Direction 1. From the Megnut archive, list every ingredient given for the croutons in the garlic soup recipe.
Direction 2. Reproduce the Megnut archive from "Parents Against Junk" up to and including "1970s and 80s.", swapping "soda" for "energy drinks".

Text extract.
Megnut

Archive for September 2006

Frank Bruni kept a running history of his calls to procure a Per Se reservation. It is an infuriating system, but it's better than no "two month" rule. It's like no matter who you are, you have the same opportunity as anyone else of getting a reservation at the Laundry or Per Se. It's a slim chance for one and all.

By fingering any spinach as suspicious, even bunched fresh spinach, the F.D.A. isn’t educating anyone, or solving the problem. A view on the E. coli spinach outbreak from the original owner of Riverside Farms, one of the farms at the center of the controversy.

Jason's looking for cheap eating suggestions in NYC. Got some favorites? Go add them to the discussion.

Innsbruck Garlic Soup

For soup
1 onion, finely chopped
3-4 tablespoons unsalted butter
1/4 cup flour
2 cups whole milk
2 cups chicken stock
1/4 cup garlic, finely chopped
4 tablespoons heavy cream
salt
nutmeg, freshly grated

For croutons
four slices bread
2 tablespoons butter
3 cloves garlic, crushed

Parents Against Junk Food is non profit organization devoted to eliminating junk food from our public school system. It's hard for me to believe that soda and candy are even sold in schools. They certainly weren't offered in any of the public schools I attended in the 1970s and 80s.

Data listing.
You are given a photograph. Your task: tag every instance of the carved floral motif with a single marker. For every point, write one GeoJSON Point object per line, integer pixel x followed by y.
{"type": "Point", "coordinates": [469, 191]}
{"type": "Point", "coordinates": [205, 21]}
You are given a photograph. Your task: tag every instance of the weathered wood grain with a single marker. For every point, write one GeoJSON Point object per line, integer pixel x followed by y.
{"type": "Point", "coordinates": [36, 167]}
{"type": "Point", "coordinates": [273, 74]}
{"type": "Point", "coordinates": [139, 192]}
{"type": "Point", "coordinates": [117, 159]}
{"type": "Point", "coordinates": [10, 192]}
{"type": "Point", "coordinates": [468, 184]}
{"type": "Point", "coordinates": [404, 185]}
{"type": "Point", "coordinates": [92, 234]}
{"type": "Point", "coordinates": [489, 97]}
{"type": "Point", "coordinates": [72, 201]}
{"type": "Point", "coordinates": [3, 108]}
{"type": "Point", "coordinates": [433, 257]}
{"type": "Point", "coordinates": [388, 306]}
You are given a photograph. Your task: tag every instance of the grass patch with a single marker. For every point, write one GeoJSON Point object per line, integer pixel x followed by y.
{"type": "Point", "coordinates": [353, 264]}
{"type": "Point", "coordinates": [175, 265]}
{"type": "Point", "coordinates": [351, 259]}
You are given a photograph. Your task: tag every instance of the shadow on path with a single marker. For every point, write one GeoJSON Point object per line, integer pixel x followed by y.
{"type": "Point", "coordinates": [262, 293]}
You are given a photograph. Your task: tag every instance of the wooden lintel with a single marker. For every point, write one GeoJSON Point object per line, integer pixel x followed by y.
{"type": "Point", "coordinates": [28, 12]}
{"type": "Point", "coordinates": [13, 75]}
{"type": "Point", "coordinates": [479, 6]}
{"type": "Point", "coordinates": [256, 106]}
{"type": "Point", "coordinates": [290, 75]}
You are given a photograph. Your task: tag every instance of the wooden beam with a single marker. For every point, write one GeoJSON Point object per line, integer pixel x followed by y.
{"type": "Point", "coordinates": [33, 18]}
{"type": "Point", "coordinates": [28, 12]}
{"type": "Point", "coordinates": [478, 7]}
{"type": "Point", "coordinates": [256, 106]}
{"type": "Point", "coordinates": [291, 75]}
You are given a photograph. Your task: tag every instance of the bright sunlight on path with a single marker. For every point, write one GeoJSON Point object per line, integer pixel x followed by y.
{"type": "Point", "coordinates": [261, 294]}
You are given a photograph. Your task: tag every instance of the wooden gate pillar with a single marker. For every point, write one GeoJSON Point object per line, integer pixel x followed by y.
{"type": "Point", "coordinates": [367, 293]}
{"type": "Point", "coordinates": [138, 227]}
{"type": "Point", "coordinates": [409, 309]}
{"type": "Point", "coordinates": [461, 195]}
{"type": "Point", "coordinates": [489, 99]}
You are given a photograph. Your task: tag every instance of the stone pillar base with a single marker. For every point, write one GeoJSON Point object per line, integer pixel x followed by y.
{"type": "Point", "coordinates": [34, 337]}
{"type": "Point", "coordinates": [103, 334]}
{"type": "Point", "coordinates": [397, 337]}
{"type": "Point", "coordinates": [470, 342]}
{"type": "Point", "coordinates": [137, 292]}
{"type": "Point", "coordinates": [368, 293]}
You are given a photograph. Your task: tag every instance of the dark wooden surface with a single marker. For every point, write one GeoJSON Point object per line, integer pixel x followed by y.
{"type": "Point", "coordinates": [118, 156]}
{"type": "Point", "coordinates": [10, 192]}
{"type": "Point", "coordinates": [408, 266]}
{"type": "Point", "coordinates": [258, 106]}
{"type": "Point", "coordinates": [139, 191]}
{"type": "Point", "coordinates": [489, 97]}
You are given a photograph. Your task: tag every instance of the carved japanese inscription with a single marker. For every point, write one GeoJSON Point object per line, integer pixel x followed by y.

Expected output 1.
- four slices bread
- 2 tablespoons butter
- 3 cloves garlic, crushed

Expected output 2.
Parents Against Junk Food is non profit organization devoted to eliminating junk food from our public school system. It's hard for me to believe that energy drinks and candy are even sold in schools. They certainly weren't offered in any of the public schools I attended in the 1970s and 80s.